--- Assignment ---
An exact copy of the records is needed; please leave the images out.

--- Record excerpts ---
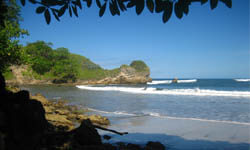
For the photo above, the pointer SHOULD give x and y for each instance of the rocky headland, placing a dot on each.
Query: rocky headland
(125, 75)
(32, 122)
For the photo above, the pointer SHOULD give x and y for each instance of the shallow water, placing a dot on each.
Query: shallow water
(208, 100)
(193, 114)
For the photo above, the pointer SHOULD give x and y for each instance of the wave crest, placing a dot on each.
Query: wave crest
(242, 80)
(158, 115)
(170, 81)
(188, 92)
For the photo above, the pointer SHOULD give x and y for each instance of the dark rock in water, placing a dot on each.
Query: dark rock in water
(154, 146)
(107, 137)
(175, 80)
(24, 120)
(86, 134)
(133, 147)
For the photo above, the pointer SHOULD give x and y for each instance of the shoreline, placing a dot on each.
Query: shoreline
(180, 134)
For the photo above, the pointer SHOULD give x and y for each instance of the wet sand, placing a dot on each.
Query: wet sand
(182, 134)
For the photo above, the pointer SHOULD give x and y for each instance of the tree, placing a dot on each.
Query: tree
(166, 7)
(39, 55)
(10, 31)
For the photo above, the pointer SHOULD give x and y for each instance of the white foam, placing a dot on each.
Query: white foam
(190, 92)
(154, 114)
(206, 120)
(187, 81)
(242, 80)
(116, 112)
(170, 81)
(160, 82)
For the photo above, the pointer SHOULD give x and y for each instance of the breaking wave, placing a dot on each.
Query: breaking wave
(242, 80)
(158, 115)
(160, 82)
(190, 92)
(170, 81)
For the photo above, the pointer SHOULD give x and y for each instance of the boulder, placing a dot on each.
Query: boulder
(86, 134)
(40, 98)
(154, 146)
(100, 120)
(57, 120)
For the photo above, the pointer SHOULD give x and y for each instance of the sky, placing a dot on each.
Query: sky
(204, 44)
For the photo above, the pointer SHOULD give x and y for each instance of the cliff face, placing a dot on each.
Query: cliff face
(136, 73)
(128, 75)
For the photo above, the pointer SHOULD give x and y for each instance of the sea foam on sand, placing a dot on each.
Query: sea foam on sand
(178, 134)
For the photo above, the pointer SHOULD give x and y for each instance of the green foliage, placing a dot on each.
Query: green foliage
(40, 56)
(139, 65)
(10, 31)
(166, 7)
(8, 75)
(61, 66)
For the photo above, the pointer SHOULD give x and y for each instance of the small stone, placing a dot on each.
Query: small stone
(107, 137)
(154, 146)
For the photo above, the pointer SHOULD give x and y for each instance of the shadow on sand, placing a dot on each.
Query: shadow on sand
(178, 143)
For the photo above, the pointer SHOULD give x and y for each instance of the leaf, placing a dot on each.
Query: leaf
(70, 11)
(40, 9)
(89, 2)
(167, 12)
(75, 10)
(111, 9)
(47, 16)
(121, 5)
(186, 9)
(98, 3)
(203, 2)
(117, 11)
(140, 4)
(62, 10)
(33, 1)
(213, 4)
(177, 10)
(131, 4)
(23, 2)
(55, 15)
(150, 5)
(102, 9)
(79, 4)
(228, 3)
(158, 6)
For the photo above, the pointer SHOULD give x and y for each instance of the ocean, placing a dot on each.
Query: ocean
(207, 101)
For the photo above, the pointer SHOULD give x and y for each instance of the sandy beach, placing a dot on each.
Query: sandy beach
(183, 134)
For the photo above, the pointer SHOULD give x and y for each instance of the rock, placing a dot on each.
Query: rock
(86, 134)
(81, 117)
(40, 98)
(49, 109)
(154, 146)
(99, 120)
(62, 111)
(133, 147)
(26, 125)
(175, 80)
(2, 141)
(58, 119)
(107, 137)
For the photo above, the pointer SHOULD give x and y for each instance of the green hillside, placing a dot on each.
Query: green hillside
(60, 66)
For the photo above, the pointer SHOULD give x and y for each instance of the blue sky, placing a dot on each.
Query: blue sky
(203, 44)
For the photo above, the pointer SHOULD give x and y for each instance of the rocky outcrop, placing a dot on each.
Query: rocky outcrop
(128, 75)
(136, 73)
(64, 116)
(30, 124)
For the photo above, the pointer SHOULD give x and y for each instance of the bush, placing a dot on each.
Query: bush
(139, 65)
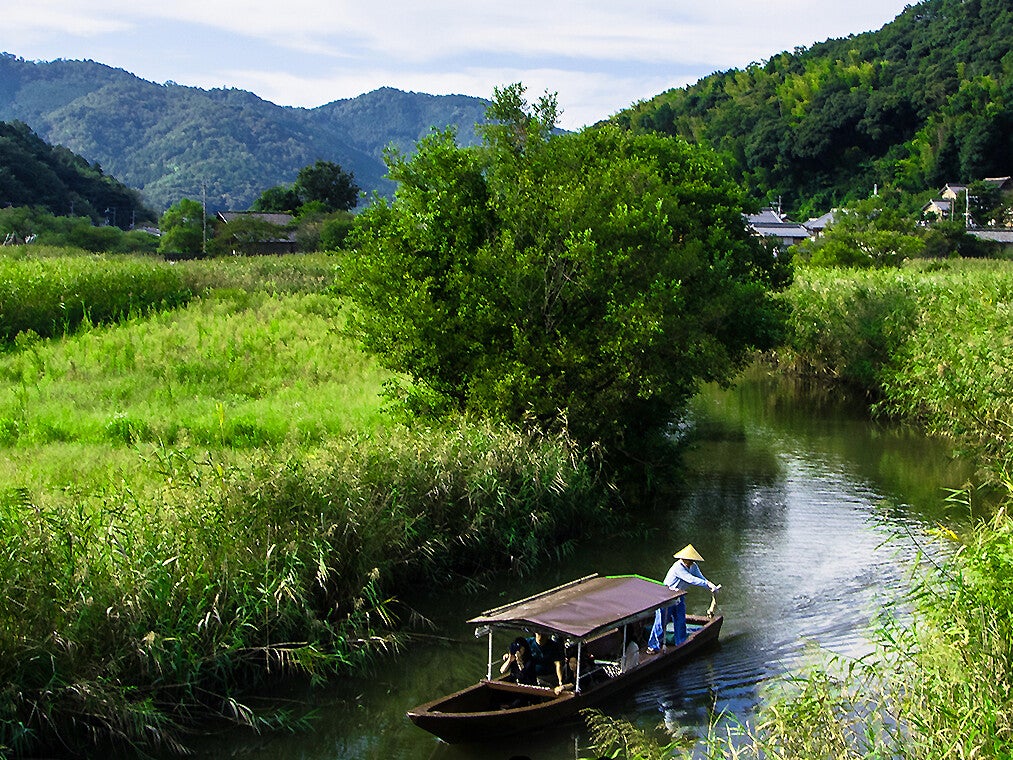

--- Answer to the exercise ---
For the photo above, the pointer SHOULD give x and y for each instance of the rocky headland, placing a dot on each.
Query: rocky headland
(125, 75)
(32, 122)
For the photo above, the pointer SHOULD give x and y for each instance of the shallow water, placing a dot on each.
Query: shallow water
(208, 100)
(193, 114)
For the photo above, the pointer SHOULD give x and y for each instance of the wave crest, placing a dot on each.
Query: wave crest
(242, 80)
(158, 115)
(170, 81)
(188, 92)
For the photo above, the pointer SHOULD give x and y for each instance of the dark rock in water, placing a dot on each.
Query: dark rock in water
(154, 146)
(107, 137)
(175, 80)
(24, 120)
(86, 134)
(133, 147)
For the photo above, the pointer SHOULD give x and y for each instance of the shoreline, placing a dot on each.
Query: shoreline
(180, 134)
For the photo above, the pointer SHOULD give x and y for each instance of the wet sand, placing a dot on each.
Query: wet sand
(182, 134)
For the photo above, the pointer SHOULD give x and y for each instance of the tree, placing a dot on each.
Query: tree
(166, 7)
(39, 55)
(10, 31)
For the photo above, the pointer SHOULD give x and y for each instance of the white foam, placing a dot on each.
Query: white foam
(190, 92)
(154, 114)
(206, 120)
(187, 81)
(242, 80)
(116, 112)
(170, 81)
(160, 82)
For the photo above, the pointer SHOULD give x and y for each instance of the breaking wave, placing a dot on each.
Query: breaking wave
(242, 80)
(158, 115)
(160, 82)
(190, 92)
(170, 81)
For the photo above, the pointer SHOULD give x and y for each instance of the boulder, placing a dot on each.
Query: boulder
(86, 134)
(40, 98)
(154, 146)
(100, 120)
(57, 120)
For the photo above, the pointer SHOULD give x and y for each instance of the sky, placing a dot on each.
Query: sky
(204, 44)
For the photo above, the pointer SHOULD give x and y for each instance of the cliff face, placing a dot on each.
Query: cliff face
(136, 73)
(128, 75)
For the photo above, the pointer SHOULD give x and y for each instance of the sea foam on sand, placing a dot on each.
Query: sea foam on sand
(178, 134)
For the photo above, the pointer SHOULD give x and y for each instance of the green foliage, placing a dot on each.
Query: green foliage
(40, 56)
(139, 65)
(10, 31)
(166, 7)
(8, 75)
(61, 66)
For the photo above, the pointer SHOULD give x and y for each instance of the small stone, placing a dot on each.
Query: small stone
(107, 137)
(154, 146)
For the photo above, the pointer SHOULD give x and y for each instance of the shadow on sand, placing a dot on each.
Query: shadow on sand
(178, 143)
For the photo above, the pointer SHOULD give x and y for each instance of the leaf, placing a dot on each.
Query: leaf
(70, 11)
(40, 9)
(89, 2)
(167, 12)
(75, 10)
(111, 9)
(47, 16)
(121, 5)
(186, 9)
(98, 3)
(203, 2)
(117, 11)
(140, 4)
(62, 10)
(33, 1)
(213, 4)
(177, 10)
(131, 4)
(23, 2)
(55, 15)
(150, 5)
(102, 9)
(79, 4)
(228, 3)
(158, 6)
For the photo above, the pointer SHOULD give x and y for each instance of the ocean, placing a dot on each.
Query: ocean
(207, 101)
For the photo above, the pointer SHOULD give x and y for each instance of the sandy beach, placing a dot on each.
Query: sandy beach
(183, 134)
For the photo above, the pointer SHOULD give x and y for each instance of the rock, placing a dot on each.
Query: rock
(86, 134)
(81, 117)
(40, 98)
(49, 109)
(154, 146)
(99, 120)
(62, 111)
(133, 147)
(26, 125)
(175, 80)
(2, 141)
(58, 119)
(107, 137)
For the photo above, the pointer SHOULD give x and y for each instance of the green hillside, placing a dot on each.
Query: green hillside
(60, 66)
For the photo above, the pointer SHOULD give x and y for each instance of the blue sky, placing a dot on each.
Query: blue sky
(203, 44)
For the photo above, the pointer SHOULD give x and y for each instance of the rocky outcrop, placing a dot on each.
Query: rocky outcrop
(128, 75)
(136, 73)
(64, 116)
(30, 124)
For the photo above, the pointer SHOULD give x and y for each instance of the bush, placing a dot on each.
Query: bush
(139, 65)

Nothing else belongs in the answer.